With each week Gouttierre felt better about the team. The players were well drilled and had enormous heart. There was only one problem: there was still no date for the games. We’re still waiting to hear the details, the AOC said. Be patient. The players asked daily if there was news. Finally Gouttierre went to the Indian embassy. We sent the invitation, a representative said, but we never heard back. Sorry, it’s too late now. The games are off.

Gouttierre was crushed, but not as much as the boys, who had never been out of Afghanistan. For months they had told their friends and families and pretty girls that they were on the national basketball team. They were going to India and Pakistan. They would win the first international game in Afghan history. And now it was over. Worse, their coach was leaving.

Gouttierre had already extended his stay by four months to coach the team. He was supposed to start graduate school in Middle Eastern languages and literature at Indiana in a few months. So in March 1967 he and Marylu packed up. On the bus ride to Jalalabad she teared up. “Don’t cry, honey,” a USAID worker said, placing a hand on her shoulder. “We’ll be out of this miserable country soon enough.”

“But I don’t want to leave,” Marylu said. “I love this place.”

The U.S. to which the Gouttierres returned in 1967, after two years abroad, felt almost as foreign as Afghanistan had felt when they first arrived. When Tom and Marylu had left, the country was still lodged in the ’50s. They returned to the Summer of Love. On their way home they stopped in Corvallis, Ore., where Wooden left tickets for Tom for the Far West NCAA regionals. To Tom’s amazement, they were behind the bench. He arrived early and spent 20 minutes talking coaching and politics with the Wizard of Westwood. California was next. The Gouttierres saw Jimi Hendrix and Janis Joplin at the Monterey Pop Festival and hung with hippies in Big Sur and San Francisco.

In the fall they headed to Bloomington, where both became lifelong Hoosiers basketball fans. Still, Tom couldn’t stop thinking about Afghanistan. He focused on Islamic studies and studied Arabic and Dari. He applied for a Fulbright fellowship and earned one in 1969, receiving $15,000 for two years. He was headed back to Kabul.

When Tom and Marylu exited the airport in the spring of 1969, they were greeted by a short, dark-skinned boy. It was Assad, the captain of the Habibia B team in ’67. Tom remembered him well. Though only 1.63 m, Assad dribbled with a flair few Afghans could match. Tom had no idea how Assad had learned of his return, but he knew why he was there. He smiled when the boy, now the varsity captain, asked the question. “Yes, I would love to coach the team again,” Gouttierre said.

__Task requirements__:
**a)** Say whether each statement agrees with the Gouttierre passage, answering yes or no and quoting the words that decide it: (i) A representative at the Indian embassy said the invitation was sent but no reply came back. (ii) Gouttierre earned a Fulbright fellowship in 1967. (iii) Assad had been captain of the Habibia B team in ’67.
**b)** From the Gouttierre passage, return the words starting at "In the fall" and ending at "back to Kabul.".
The records that follow have no connection to the Gouttierre passage.

Records from a dataset:
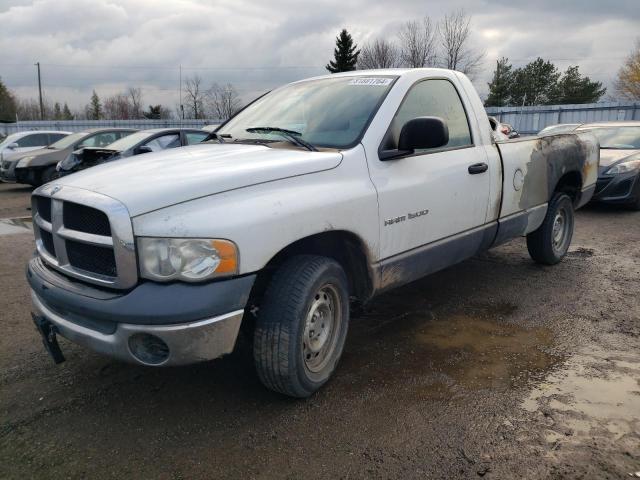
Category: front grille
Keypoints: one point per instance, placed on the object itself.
(86, 219)
(43, 205)
(92, 258)
(85, 235)
(47, 242)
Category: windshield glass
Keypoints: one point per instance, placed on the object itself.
(67, 141)
(9, 140)
(331, 112)
(619, 138)
(129, 141)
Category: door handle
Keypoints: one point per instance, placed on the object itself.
(478, 168)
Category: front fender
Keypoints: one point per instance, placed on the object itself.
(264, 219)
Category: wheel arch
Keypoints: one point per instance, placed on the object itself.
(345, 247)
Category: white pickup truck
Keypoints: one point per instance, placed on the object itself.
(318, 195)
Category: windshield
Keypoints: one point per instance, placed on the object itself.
(562, 128)
(619, 138)
(9, 140)
(331, 112)
(129, 141)
(68, 141)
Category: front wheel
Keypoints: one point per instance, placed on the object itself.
(550, 242)
(302, 325)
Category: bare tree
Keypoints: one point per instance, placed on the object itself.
(455, 37)
(135, 98)
(379, 54)
(194, 97)
(223, 100)
(418, 43)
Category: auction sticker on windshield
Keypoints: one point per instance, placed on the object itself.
(371, 81)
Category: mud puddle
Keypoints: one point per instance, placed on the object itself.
(595, 395)
(12, 226)
(448, 355)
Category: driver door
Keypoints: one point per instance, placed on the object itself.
(430, 196)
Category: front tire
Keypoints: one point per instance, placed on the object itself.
(550, 242)
(302, 325)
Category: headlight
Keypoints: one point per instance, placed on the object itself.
(23, 162)
(186, 259)
(624, 167)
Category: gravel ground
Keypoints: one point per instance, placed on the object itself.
(494, 368)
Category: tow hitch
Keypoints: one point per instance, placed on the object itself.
(48, 332)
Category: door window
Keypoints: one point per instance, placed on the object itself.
(195, 137)
(432, 98)
(165, 141)
(100, 139)
(54, 137)
(34, 140)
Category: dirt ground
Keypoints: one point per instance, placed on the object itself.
(494, 368)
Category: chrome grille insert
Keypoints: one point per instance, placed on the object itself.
(85, 235)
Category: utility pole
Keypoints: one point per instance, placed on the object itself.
(40, 92)
(181, 106)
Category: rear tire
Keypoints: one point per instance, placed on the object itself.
(550, 242)
(302, 325)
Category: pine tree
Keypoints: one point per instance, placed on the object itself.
(628, 81)
(500, 86)
(66, 113)
(57, 111)
(94, 109)
(8, 105)
(345, 54)
(535, 84)
(574, 88)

__Expected responses__:
**a)**
(i) Yes: "We sent the invitation, a representative said, but we never heard back."
(ii) No: "He applied for a Fulbright fellowship and earned one in 1969, receiving $15,000 for two years."
(iii) Yes: "It was Assad, the captain of the Habibia B team in ’67."

**b)**
In the fall they headed to Bloomington, where both became lifelong Hoosiers basketball fans. Still, Tom couldn’t stop thinking about Afghanistan. He focused on Islamic studies and studied Arabic and Dari. He applied for a Fulbright fellowship and earned one in 1969, receiving $15,000 for two years. He was headed back to Kabul.